Document extract:
--- START ---

Palestinian freedom, seen from Paris at Passover

Palestinian freedom, seen from Paris at Passover

Our Seder night this year was a small affair, with just close family. I’m not very religious, so for the last few times we’ve been hosting Seder, we’ve used a Haggadah I’ve put together that focuses on telling the full story from the Bible. Within that, there is a space entitled “Other stories” for discussing tales of enslavement from other peoples – last year, this was the African slave trade and the oppression of the Uighurs.

This year, it hit us like a thunderbolt: the people suffering the most severe oppression are the Palestinians, and the oppressors are the Israelis. Every day, we are hearing stories of atrocities perpetrated by Israeli forces in Gaza; every day, more Palestinians are forced from their homes. The difference between their plight and that of the Jews in Egypt is that we were able to flee from our oppressors and find some vacant territory to which we could migrate. The Palestinians are unable to do so.

Just War theory includes a doctrine called proportionality: even if a war is just in all other ways, it cannot be just if the degree of force used is so massive as to be utterly out of proportion to the initial events that triggered the war. If a terrorist commits a single murder, it’s unjust to annihilate a whole village in reprisal. The October 7th attacks were heinous – but it cannot be right to use them to justify the devastation of the entirety of Gaza.

--- END ---

Given entries:
--- START ---

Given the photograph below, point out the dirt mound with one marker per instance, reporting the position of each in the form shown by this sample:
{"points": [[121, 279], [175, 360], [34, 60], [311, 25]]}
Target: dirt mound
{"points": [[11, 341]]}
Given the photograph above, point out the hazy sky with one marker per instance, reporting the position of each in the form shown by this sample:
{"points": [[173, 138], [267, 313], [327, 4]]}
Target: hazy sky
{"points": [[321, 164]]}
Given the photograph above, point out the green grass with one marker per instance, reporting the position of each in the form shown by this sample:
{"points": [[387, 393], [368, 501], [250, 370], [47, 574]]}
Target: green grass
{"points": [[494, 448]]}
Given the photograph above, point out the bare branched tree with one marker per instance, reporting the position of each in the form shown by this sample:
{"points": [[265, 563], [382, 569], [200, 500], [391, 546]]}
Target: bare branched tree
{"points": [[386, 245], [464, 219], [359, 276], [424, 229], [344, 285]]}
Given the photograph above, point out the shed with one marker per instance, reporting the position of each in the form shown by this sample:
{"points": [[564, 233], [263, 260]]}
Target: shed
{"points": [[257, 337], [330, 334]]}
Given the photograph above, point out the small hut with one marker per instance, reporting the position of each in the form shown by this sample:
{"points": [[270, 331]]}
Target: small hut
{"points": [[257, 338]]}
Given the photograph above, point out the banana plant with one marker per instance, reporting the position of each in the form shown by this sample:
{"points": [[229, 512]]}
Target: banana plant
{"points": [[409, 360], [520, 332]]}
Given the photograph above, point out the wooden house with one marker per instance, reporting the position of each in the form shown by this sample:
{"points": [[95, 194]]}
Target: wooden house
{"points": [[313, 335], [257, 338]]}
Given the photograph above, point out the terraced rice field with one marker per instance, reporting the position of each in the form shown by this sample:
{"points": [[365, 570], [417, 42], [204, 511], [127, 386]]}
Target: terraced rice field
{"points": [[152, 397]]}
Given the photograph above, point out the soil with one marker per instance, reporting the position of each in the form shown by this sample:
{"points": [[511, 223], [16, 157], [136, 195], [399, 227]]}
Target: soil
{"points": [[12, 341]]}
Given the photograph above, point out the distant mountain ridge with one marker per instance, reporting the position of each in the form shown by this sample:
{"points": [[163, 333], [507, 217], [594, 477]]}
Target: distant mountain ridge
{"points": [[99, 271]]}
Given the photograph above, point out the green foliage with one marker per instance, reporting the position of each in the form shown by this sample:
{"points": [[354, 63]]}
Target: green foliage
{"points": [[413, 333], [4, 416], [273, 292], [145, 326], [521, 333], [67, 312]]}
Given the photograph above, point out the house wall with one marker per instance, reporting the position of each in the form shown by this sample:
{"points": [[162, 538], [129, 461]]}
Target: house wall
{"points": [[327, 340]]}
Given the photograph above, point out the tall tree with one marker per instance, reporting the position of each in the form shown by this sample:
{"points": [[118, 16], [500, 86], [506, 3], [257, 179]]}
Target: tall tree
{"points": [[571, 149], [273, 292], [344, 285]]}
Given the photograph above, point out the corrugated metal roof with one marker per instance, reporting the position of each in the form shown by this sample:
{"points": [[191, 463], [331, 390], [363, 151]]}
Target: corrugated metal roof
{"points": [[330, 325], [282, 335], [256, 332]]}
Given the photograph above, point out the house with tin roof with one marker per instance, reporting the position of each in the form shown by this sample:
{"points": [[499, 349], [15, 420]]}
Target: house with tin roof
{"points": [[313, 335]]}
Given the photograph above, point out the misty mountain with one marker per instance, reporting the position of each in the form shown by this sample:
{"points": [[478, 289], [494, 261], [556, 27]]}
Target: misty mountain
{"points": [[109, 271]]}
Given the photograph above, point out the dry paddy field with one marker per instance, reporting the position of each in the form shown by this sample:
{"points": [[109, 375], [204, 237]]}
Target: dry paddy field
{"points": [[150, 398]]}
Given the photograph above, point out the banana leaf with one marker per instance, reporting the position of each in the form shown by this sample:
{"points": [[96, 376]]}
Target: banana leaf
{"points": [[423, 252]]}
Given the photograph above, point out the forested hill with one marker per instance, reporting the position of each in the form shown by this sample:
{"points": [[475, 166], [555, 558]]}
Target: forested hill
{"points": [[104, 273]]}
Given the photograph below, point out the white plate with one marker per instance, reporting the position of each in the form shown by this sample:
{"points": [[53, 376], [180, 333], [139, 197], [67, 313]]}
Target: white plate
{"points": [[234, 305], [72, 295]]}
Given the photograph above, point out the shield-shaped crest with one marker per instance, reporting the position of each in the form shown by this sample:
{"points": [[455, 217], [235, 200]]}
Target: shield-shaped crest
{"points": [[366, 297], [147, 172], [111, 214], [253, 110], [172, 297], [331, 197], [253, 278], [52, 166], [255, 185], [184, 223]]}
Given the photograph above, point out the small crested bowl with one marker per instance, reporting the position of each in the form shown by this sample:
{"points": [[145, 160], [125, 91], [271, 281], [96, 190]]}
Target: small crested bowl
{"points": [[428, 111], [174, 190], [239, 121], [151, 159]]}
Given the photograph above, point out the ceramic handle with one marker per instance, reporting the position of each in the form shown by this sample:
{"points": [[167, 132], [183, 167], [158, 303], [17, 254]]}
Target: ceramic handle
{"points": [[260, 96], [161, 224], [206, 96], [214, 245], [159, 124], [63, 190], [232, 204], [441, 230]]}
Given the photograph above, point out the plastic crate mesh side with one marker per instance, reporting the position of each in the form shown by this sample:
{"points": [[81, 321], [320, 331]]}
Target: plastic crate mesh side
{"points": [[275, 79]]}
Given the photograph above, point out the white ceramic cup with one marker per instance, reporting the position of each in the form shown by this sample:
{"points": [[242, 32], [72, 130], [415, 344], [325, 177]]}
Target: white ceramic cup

--- END ---

Tasks:
• A. In the listing, swap "ceramic" for "porcelain" in everything from the line containing "Given the photograph above, point out the white" down to the end of the listing, and write out those lines again with nothing else changed.
• B. Carry on the Passover essay about Palestinian freedom from the point where it stops.

Per-task answers:
• A.
Given the photograph above, point out the white porcelain cup with one marker per instance, reporting the position of each in the form shown by this sample:
{"points": [[242, 32], [72, 130], [415, 344], [325, 177]]}
Target: white porcelain cup

• B.
It worries me greatly that several of my Jewish friends and family members seem unable to see this. Have they so absorbed the idea that the attack was so bad that any level of violence is justified in response – even tens of thousands of deaths? Do they consider Palestinians to be so subhuman that anything the Israeli government does to them is just fine? Do they really think that any criticism of Israel is anti-semitism, regardless of how it behaves?

The word genocide is an unhelpful distraction in this context. Clearly, Israel is not attempting to exterminate all Muslims or all Arabs in the way that Hitler attempted to exterminate all Jews. As a result, when faced with accusations of genocide, it’s all too easy for Israelis to let themselves off the hook by denying them. What cannot be denied, however, is that Israel is engaged in major league ethnic cleansing: they’re turning Gaza into such a hell-hole that no person could reasonably expect to live there. I assume that they hope that at some point, other countries will open up their doors to a flood of Palestinan refugees, willingly or not, but that’s guesswork on my part. In any case, it presupposes that Israel has a single coherent strategy, which may well not be the case.

But regardless of this, I don’t believe that Israel’s real priority is the return of the hostages. And since the arrival of Benjamin Netanyahu, I don’t believe that Israel has shown any intention of making a just and lasting peace with the Palestinans – their overwhelming strategy for many years has been one of oppression and landgrab, dressed in the name of needing to maintain security.

I’m not denying that there is a great deal of anti-semitism in the world, much of it founded on a tissue of ancestral lies and hatreds. But right now, the actions of the Israeli government are the biggest thing feeding the anti-semitic fires. It’s time to tell them to stop. To tell them that the Jewish nation is not a barbaric people in this way, that they do not represent us and that we do not support them.

Yesterday, from the window of the Paris apartment where I am currently staying, I saw a large and powerfully crafted demonstration demanding the freedom of Palestinian prisoners. As a Jew, I felt frightened, but I also felt like I was on their side.

2 thoughts on “Palestinian freedom, seen from Paris at Passover

  1. I am in complete agreement. The barbarity of October 7 is not an excuse for the barbarity of Israel’s response. The only hope we have is the fall of Netanyahu’s regime; but even that may be too late.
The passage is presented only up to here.